Task requirements » Quote every entry word for word.

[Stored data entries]
□ □ □ □ □ □ □

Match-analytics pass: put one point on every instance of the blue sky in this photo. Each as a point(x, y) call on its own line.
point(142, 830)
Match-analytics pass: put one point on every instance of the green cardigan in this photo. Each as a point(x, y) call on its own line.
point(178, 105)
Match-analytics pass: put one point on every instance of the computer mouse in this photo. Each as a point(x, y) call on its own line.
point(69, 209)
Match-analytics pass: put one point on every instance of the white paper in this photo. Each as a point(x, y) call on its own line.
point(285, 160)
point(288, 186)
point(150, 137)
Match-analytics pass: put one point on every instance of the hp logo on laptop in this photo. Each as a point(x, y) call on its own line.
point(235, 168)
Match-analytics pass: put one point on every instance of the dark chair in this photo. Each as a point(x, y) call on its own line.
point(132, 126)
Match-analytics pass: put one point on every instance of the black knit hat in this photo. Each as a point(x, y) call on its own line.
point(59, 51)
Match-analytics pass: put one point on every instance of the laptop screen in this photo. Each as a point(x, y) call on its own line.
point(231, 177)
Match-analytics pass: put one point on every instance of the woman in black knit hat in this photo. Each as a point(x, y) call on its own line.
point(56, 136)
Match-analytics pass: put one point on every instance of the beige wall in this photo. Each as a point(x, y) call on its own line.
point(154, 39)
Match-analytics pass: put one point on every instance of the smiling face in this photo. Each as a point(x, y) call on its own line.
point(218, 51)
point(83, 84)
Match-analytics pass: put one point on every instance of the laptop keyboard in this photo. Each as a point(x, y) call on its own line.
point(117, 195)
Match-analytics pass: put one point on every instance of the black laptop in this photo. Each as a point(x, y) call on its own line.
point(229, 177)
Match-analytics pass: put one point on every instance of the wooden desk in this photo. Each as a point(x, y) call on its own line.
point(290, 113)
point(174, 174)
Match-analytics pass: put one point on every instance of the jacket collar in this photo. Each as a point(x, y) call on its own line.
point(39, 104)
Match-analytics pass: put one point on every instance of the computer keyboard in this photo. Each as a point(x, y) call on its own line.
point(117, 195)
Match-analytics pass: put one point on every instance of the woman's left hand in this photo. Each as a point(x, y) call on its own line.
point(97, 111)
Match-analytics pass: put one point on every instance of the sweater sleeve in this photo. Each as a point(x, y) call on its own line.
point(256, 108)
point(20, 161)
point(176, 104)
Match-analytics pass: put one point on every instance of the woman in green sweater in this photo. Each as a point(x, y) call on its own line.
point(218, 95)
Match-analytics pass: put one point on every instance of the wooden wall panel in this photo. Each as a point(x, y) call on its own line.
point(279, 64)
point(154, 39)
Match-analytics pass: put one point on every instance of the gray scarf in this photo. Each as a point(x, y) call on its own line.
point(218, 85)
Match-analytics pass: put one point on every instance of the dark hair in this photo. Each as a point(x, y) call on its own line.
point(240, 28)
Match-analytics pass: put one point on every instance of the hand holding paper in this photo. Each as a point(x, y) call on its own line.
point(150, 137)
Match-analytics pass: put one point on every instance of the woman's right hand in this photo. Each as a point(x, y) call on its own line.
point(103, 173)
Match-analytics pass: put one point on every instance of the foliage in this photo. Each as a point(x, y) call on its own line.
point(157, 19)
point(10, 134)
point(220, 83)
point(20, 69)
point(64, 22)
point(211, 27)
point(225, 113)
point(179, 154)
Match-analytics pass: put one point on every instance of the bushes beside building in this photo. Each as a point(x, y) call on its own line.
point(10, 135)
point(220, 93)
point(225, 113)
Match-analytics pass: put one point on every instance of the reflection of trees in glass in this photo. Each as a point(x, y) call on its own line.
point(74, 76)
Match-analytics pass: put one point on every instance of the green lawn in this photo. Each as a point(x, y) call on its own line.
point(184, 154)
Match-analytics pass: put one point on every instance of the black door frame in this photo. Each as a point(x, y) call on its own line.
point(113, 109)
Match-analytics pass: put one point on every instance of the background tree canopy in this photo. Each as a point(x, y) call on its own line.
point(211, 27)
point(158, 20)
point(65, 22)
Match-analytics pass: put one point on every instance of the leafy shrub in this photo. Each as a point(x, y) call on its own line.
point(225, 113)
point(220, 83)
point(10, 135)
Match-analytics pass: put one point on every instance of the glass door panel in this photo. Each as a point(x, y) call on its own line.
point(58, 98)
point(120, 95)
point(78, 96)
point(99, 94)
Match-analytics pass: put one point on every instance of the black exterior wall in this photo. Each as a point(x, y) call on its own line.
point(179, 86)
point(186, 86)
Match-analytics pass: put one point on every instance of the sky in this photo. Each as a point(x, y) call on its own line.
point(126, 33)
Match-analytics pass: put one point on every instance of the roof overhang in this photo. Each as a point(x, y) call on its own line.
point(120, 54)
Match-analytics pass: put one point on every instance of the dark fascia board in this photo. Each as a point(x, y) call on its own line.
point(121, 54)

□ □ □ □ □ □ □

Solution »
Match-analytics pass: put one point on every instance of the blue sky in this photo. Each as a point(x, y) call on its own line.
point(142, 830)
Match-analytics pass: put one point on every instance of the green cardigan in this photo. Each as a point(x, y) call on its own line.
point(178, 105)
Match-analytics pass: put one point on every instance of the computer mouse in this photo. Each as a point(x, y) call on its own line.
point(69, 209)
Match-analytics pass: put one point on every instance of the white paper in this photo. Each as a point(x, y) call on its own line.
point(285, 160)
point(288, 186)
point(150, 137)
Match-analytics pass: put one point on every instance of the hp logo on laptop in this photo. Each as a point(x, y) call on its own line.
point(235, 168)
Match-analytics pass: put one point on every instance of the dark chair in this photo. Each as a point(x, y) call on its own line.
point(132, 126)
Match-analytics pass: put one point on every instance of the black knit hat in this photo. Each as a point(x, y) call on its own line.
point(59, 51)
Match-analytics pass: put one point on every instance of the laptop screen in this photo. Each as a point(x, y) call on its own line.
point(231, 177)
Match-analytics pass: put one point on every instance of the woman in black knit hat in this photo. Each as a point(x, y) call on its own line.
point(56, 136)
Match-analytics pass: put one point on every instance of the beige wall in this photo. Each as a point(x, y) call on its own line.
point(154, 39)
Match-analytics pass: put one point on every instance of the smiling face in this photo. Each as a point(x, y) call on its own line.
point(218, 51)
point(83, 84)
Match-analytics pass: put one point on every instance of the laptop keyboard in this photo. Each as a point(x, y) call on its own line.
point(117, 195)
Match-analytics pass: put one point on every instance of the black laptop in this photo. Each as a point(x, y) call on its own line.
point(229, 177)
Match-analytics pass: put one point on every instance of the wooden desk in this photo. Each as a point(x, y) call on its own line.
point(290, 113)
point(174, 174)
Match-analytics pass: put one point on every instance of the jacket collar in this photo. Each as a point(x, y) call on its own line.
point(39, 104)
Match-analytics pass: put one point on every instance of the computer keyboard in this photo. Each as a point(x, y) call on its own line.
point(117, 195)
Match-analytics pass: put one point on every instance of the woman's left hand in this photo. Each as a point(x, y) call on its own line.
point(97, 111)
Match-analytics pass: put one point on every instance of the sweater sleeve in this photo. Each as a point(x, y) call on its own line.
point(256, 108)
point(20, 161)
point(176, 104)
Match-analytics pass: put one point on every instance of the woman in green sweater in this photo. Each as a point(x, y) call on its own line.
point(218, 95)
Match-analytics pass: put one point on every instance of the wooden wall panel in this photo. Each as a point(x, y) call on its own line.
point(279, 64)
point(154, 39)
Match-analytics pass: put one point on every instance of the gray scarf in this photo. Each as a point(x, y) call on its own line.
point(218, 85)
Match-analytics pass: put one point on every instance of the dark hair in this photo. Each as a point(x, y) call on its own line.
point(240, 28)
Match-analytics pass: put one point on every instance of the hand holding paper in this photo. Each as a point(x, y) call on its own line.
point(150, 137)
Match-analytics pass: put one point on every instance of the woman's right hand in this photo. Each as a point(x, y) call on its own line.
point(103, 173)
Match-analytics pass: put one point on every instance of the foliage in this photo. Each as a point(x, y) call on its own line.
point(157, 19)
point(10, 134)
point(220, 83)
point(20, 69)
point(64, 22)
point(211, 27)
point(225, 113)
point(179, 154)
Match-analytics pass: put one point on every instance of the bushes beside building in this photo. Each as a point(x, y) call on its own line.
point(10, 135)
point(220, 93)
point(225, 113)
Match-analytics pass: put one point on every instance of the reflection of trees in glass in this photo. Each as a point(x, y) call on its own line.
point(74, 76)
Match-analytics pass: put one point on every instance of the green lawn in this photo. Each as a point(x, y) call on its own line.
point(184, 154)
Match-analytics pass: put one point on every instance of the black door frame in this photo. Each as a point(x, y) call on its own line.
point(113, 109)
Match-analytics pass: put one point on every instance of the background tree canopy in this photo. Each as a point(x, y) call on its own line.
point(211, 27)
point(158, 20)
point(65, 22)
Match-analytics pass: put one point on every instance of the leafy shrub in this photo. Each as a point(x, y) call on its own line.
point(225, 113)
point(220, 83)
point(10, 135)
Match-analytics pass: put one point on every instance of the glass door panel in this photo. Each as a point(x, y) call on its own line.
point(58, 98)
point(120, 95)
point(78, 96)
point(99, 94)
Match-analytics pass: put one point on every instance of the black exterior wall in this photo. Each as a point(x, y) call on its own line.
point(179, 86)
point(186, 86)
Match-analytics pass: put one point on every instance of the sky in this photo. Each as a point(x, y) call on its own line.
point(126, 33)
Match-analytics pass: put one point on every instance of the roof overhang in this photo. Each as a point(x, y) call on its own line.
point(120, 54)
Match-analytics pass: put one point on every instance of the dark fascia board in this photo. Each as a point(x, y) call on its own line.
point(121, 54)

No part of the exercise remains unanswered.